> _Problem to work on_
Format every line of the records below as a numbered list, skipping any blank lines.

_____

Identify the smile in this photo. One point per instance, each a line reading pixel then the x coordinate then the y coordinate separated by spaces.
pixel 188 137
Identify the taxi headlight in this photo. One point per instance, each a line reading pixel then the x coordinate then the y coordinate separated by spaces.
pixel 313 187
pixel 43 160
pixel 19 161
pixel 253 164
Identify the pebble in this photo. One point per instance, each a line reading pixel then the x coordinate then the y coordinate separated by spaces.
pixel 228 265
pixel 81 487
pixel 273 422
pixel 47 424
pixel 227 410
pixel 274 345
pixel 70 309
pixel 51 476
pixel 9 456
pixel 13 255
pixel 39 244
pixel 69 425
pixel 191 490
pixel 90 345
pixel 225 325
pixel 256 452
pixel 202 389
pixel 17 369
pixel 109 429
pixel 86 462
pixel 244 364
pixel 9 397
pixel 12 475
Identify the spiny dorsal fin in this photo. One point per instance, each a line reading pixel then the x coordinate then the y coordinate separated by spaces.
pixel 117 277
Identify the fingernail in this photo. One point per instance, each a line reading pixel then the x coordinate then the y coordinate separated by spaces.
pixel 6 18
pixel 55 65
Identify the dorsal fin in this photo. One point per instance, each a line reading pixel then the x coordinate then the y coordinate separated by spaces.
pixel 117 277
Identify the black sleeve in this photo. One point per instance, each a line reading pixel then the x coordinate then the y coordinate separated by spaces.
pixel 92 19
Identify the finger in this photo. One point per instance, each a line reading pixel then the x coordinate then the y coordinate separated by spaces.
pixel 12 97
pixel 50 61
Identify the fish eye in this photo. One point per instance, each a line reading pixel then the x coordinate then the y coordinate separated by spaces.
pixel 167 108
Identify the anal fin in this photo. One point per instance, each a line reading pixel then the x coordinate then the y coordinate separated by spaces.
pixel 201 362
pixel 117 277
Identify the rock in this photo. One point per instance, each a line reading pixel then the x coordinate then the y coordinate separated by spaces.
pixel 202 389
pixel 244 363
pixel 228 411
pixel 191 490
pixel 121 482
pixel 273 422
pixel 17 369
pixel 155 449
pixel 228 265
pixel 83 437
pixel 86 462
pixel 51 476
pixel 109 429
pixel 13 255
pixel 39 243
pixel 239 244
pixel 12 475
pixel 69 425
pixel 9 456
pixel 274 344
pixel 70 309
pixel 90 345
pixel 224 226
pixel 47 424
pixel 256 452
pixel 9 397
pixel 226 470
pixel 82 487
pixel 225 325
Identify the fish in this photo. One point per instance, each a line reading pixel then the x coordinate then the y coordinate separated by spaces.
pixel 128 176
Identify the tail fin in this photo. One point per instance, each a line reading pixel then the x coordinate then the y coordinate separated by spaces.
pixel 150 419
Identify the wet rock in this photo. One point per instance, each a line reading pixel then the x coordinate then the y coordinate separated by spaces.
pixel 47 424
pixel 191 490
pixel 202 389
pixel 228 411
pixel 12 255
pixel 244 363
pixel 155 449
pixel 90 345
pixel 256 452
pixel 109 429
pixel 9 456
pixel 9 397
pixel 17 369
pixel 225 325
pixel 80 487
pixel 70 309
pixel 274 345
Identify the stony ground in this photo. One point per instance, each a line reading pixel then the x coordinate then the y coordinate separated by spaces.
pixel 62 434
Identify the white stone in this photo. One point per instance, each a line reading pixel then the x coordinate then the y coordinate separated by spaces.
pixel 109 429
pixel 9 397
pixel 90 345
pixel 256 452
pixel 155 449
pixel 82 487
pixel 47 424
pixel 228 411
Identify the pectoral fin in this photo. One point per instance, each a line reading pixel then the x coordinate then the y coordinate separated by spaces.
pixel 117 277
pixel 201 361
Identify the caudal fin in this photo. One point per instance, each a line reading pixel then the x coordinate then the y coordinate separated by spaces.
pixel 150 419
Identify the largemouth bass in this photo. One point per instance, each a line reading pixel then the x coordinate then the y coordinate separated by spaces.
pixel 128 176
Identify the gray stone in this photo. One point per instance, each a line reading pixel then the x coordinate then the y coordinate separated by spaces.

_____

> _Written solution_
1. Identify the smile in this photo. One point per instance, each a line reading pixel then the x coordinate then the y coordinate separated by spaces.
2. pixel 188 137
3. Identify the taxi headlight in this photo. One point per instance, each a line reading pixel then the x coordinate then the y coordinate separated by spaces.
4. pixel 313 187
5. pixel 43 160
6. pixel 19 161
7. pixel 253 164
8. Identify the pebble in this photo. One point per instance, each a line reading pixel then the x coordinate then the y coordinate separated by spaces.
9. pixel 228 265
10. pixel 81 487
11. pixel 273 422
12. pixel 47 424
13. pixel 227 410
14. pixel 274 345
15. pixel 70 309
16. pixel 51 476
17. pixel 9 456
18. pixel 13 255
19. pixel 39 244
20. pixel 69 425
21. pixel 191 490
22. pixel 90 345
23. pixel 225 325
24. pixel 256 452
25. pixel 202 389
26. pixel 17 369
27. pixel 109 429
28. pixel 86 462
29. pixel 244 364
30. pixel 9 397
31. pixel 12 475
32. Identify the spiny dorsal fin in this photo. One point per instance, each a line reading pixel then the x coordinate then the y coordinate separated by spaces.
33. pixel 117 277
34. Identify the fingernail in this photo. One point per instance, each a line reading pixel then the x coordinate then the y coordinate separated by spaces.
35. pixel 6 18
36. pixel 55 65
37. Identify the dorsal fin in this photo. One point per instance, each a line reading pixel then the x coordinate then the y coordinate separated by spaces.
38. pixel 117 277
39. Identify the black sleeve in this photo. One point per instance, each a line reading pixel then the x coordinate then the y coordinate separated by spaces.
40. pixel 92 19
41. Identify the finger in this photo. One point per instance, each a line reading pixel then the x coordinate then the y coordinate separated by spaces.
42. pixel 12 97
43. pixel 50 61
44. Identify the fish eye in this photo. One point per instance, each a line reading pixel then the x coordinate then the y coordinate separated by spaces.
45. pixel 167 108
46. Identify the anal fin in this photo. One point per instance, each a line reading pixel then the x coordinate then the y coordinate separated by spaces.
47. pixel 201 362
48. pixel 117 277
49. Identify the rock in this photo. One point per instance, each a line reading pixel then the x coordinate then the y coordinate separated by spaces.
50. pixel 202 389
51. pixel 244 363
52. pixel 228 411
53. pixel 191 490
54. pixel 121 482
55. pixel 273 422
56. pixel 17 369
57. pixel 155 449
58. pixel 228 265
59. pixel 83 437
60. pixel 86 462
61. pixel 51 476
62. pixel 109 429
63. pixel 13 255
64. pixel 39 243
65. pixel 239 244
66. pixel 12 475
67. pixel 69 425
68. pixel 9 456
69. pixel 274 344
70. pixel 70 309
71. pixel 90 345
72. pixel 224 226
73. pixel 47 424
74. pixel 256 452
75. pixel 9 397
76. pixel 226 470
77. pixel 82 487
78. pixel 225 325
79. Identify the fish in this photo. One point per instance, each a line reading pixel then the x coordinate then the y coordinate separated by spaces.
80. pixel 128 176
81. Identify the tail fin in this photo. One point per instance, each a line reading pixel then the x coordinate then the y coordinate separated by spaces.
82. pixel 150 419
83. Identify the wet rock in this photo. One point per instance, each a line reading pixel then the x coordinate then the y coordinate separated by spaces.
84. pixel 47 424
85. pixel 191 490
86. pixel 202 389
87. pixel 228 411
88. pixel 12 255
89. pixel 244 363
90. pixel 155 449
91. pixel 90 345
92. pixel 256 452
93. pixel 109 429
94. pixel 9 456
95. pixel 9 397
96. pixel 17 369
97. pixel 225 325
98. pixel 80 487
99. pixel 70 309
100. pixel 274 345
101. Identify the stony ground in this photo. One point per instance, each a line reading pixel then the x coordinate then the y coordinate separated by spaces.
102. pixel 62 434
103. Identify the white stone in this photo. One point per instance, each a line reading pixel then the x coordinate then the y coordinate separated by spaces.
104. pixel 109 429
105. pixel 9 397
106. pixel 90 345
107. pixel 256 452
108. pixel 155 449
109. pixel 82 487
110. pixel 47 424
111. pixel 228 411
112. Identify the pectoral fin in this photo. One point per instance, each a line reading pixel then the x coordinate then the y coordinate separated by spaces.
113. pixel 117 277
114. pixel 201 361
115. Identify the caudal fin in this photo. One point per instance, each a line reading pixel then the x coordinate then the y coordinate separated by spaces.
116. pixel 150 419
117. Identify the largemouth bass in this photo. One point per instance, each a line reading pixel then the x coordinate then the y coordinate separated by spaces.
118. pixel 128 176
119. Identify the gray stone in this photo. One point per instance, each a line reading pixel then the x coordinate then the y coordinate separated by spaces.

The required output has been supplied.